本項に記載の流動性計測装置は、内部に計測対象の物質が投入される容器、容器を回転させるための回転機構、物質に接触したときの圧力を計測するセンサ、センサを容器の内部に取り付けるための取付部、及びセンサの計測結果に基づいて物質の流動性を算出する算出部を含むものである。このような上記(1)項の流動性計測方法を実現可能な具体的な構成により、上記(1)項の流動性計測方法と同等の作用を奏するものである。
【0016】
(7)上記(6)項において、前記物質として、フレッシュコンクリートの流動性を算出するものである流動性計測装置。
(8)上記(6)(7)項において、前記算出部は、前記回転機構によって前記容器が一定速度で回転されたときに、前記センサが前記物質から受けた圧力と、予め設定されている前記圧力と前記物質のスランプ実測値又はスランプフロー実測値との関係とに基づいて、前記物質のスランプ推定値又はスランプフロー推定値を算出する流動性計測装置。
(9)上記(6)(7)項において、前記算出部は、前記回転機構によって前記容器が少なくとも2つの一定速度で回転されたときの、一方の一定速度の際に前記センサが前記物質から受けた圧力と、他方の一定速度の際に前記センサが前記物質から受けた圧力とに基づいて、最小二乗法を利用して、前記物質の見かけの塑性粘度及び見かけの降伏値を算出する流動性計測装置。
【0017】
(10)上記(6)から(9)項において、前記容器が傾胴ミキサであり、前記取付部は、前記傾胴ミキサが回転されたときに、該傾胴ミキサ内の前記物質に対して前記センサが繰り返し出入するような位置に、前記センサを取り付ける流動性計測装置。
(7)から(10)項に記載の流動性計測装置は、各々、上記(2)から(5)項の流動性計測方法に利用される具体的構成を備えており、上記(2)から(5)項の流動性計測方法と同等の作用を奏するものである。
【0018】
(11)上記(6)から(10)項のいずれか1項記載の流動性計測装置と、前記算出部の算出結果を含む複数のデータを表示するための表示部と、前記複数のデータを格納するためのデータ格納部と、前記センサと前記算出部との間、及び、前記算出部と前記データ格納部との間で、データの送受信を行うための通信部と、を含む流動性計測システム。
本項に記載の流動性計測システムは、上記(6)から(10)項に示したような流動性計測装置に加えて、表示部、データ格納部、及び通信部を含むものである。表示部は、流動性計測装置の算出部による算出結果を含む複数のデータを表示するものであり、データ格納部は、そのような複数のデータを格納するものである。通信部は、流動性計測装置のセンサと算出部との間を通信可能に接続すると共に、算出部とデータ格納部との間も通信可能に接続する。このような構成により、表示部を介した様々なデータの確認、データ格納部を介したデータの保存及び保存したデータの確認、通信部を介したデータの送受信などが円滑に行われる。このため、作業者によって計測作業が効率よく進められるものとなり、保存された各種データが様々な用途に利用されるものである。
【発明の効果】
【0019】
本発明は上記のような構成であるため、物質の流動性を、労力を軽減しながら容易に計測することが可能となる。

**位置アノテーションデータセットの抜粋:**
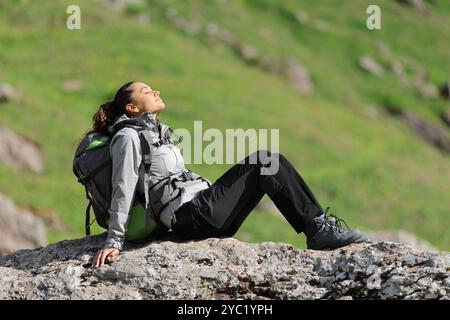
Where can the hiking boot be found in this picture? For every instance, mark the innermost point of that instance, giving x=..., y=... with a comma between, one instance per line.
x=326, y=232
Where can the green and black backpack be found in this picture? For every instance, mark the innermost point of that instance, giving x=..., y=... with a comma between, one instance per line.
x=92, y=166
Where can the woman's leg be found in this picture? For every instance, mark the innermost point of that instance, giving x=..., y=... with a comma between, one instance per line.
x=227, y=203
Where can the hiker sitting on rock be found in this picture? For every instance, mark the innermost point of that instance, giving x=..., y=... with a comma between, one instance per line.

---

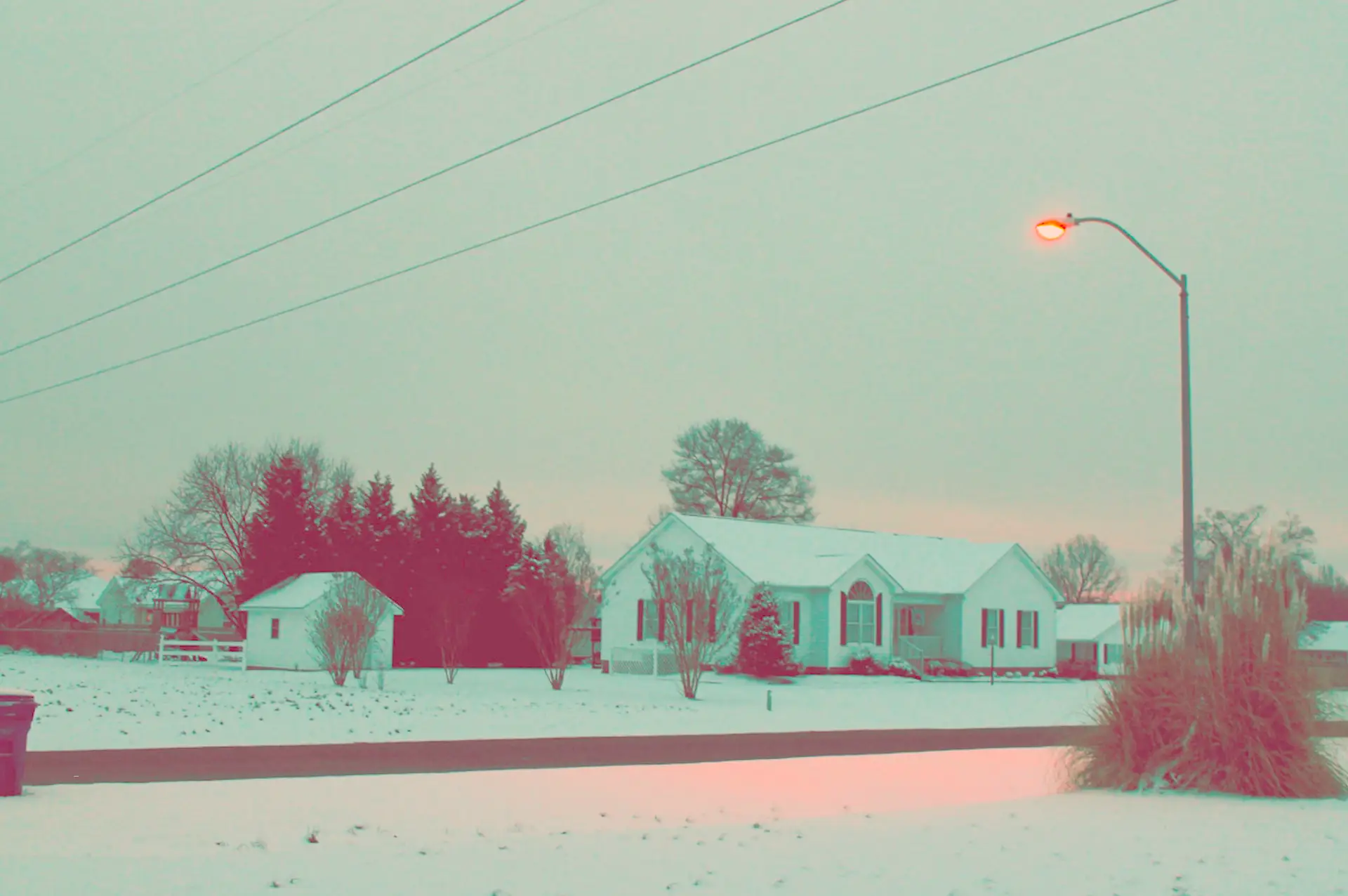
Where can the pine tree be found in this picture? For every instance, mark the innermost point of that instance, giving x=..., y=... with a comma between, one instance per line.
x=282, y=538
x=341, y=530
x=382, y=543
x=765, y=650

---

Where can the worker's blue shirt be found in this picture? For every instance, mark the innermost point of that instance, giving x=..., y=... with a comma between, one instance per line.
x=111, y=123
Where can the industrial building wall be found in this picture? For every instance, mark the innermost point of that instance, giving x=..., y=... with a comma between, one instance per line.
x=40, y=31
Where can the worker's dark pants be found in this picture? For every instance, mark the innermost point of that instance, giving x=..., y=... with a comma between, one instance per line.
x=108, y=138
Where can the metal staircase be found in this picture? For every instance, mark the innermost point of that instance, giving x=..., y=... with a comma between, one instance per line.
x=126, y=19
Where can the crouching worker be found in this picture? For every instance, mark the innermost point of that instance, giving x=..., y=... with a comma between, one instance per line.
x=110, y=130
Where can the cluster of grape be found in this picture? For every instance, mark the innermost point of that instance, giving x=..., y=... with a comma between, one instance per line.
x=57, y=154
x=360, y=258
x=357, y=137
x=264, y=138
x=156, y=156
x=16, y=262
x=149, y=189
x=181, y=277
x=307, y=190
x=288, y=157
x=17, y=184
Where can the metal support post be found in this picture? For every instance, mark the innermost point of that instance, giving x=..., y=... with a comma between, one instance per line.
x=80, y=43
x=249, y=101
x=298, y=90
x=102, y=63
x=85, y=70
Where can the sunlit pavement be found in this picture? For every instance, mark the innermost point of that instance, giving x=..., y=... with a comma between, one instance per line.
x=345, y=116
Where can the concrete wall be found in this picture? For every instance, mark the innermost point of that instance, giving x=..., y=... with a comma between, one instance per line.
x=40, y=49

**課題のねらい:**
抜粋によると、流動性計測システムの通信部は、どの部分とどの部分の間を通信可能に接続するか。 これらの行は、別の出典から取られたものである。

**解答:**
センサと算出部との間、及び算出部とデータ格納部との間を接続する。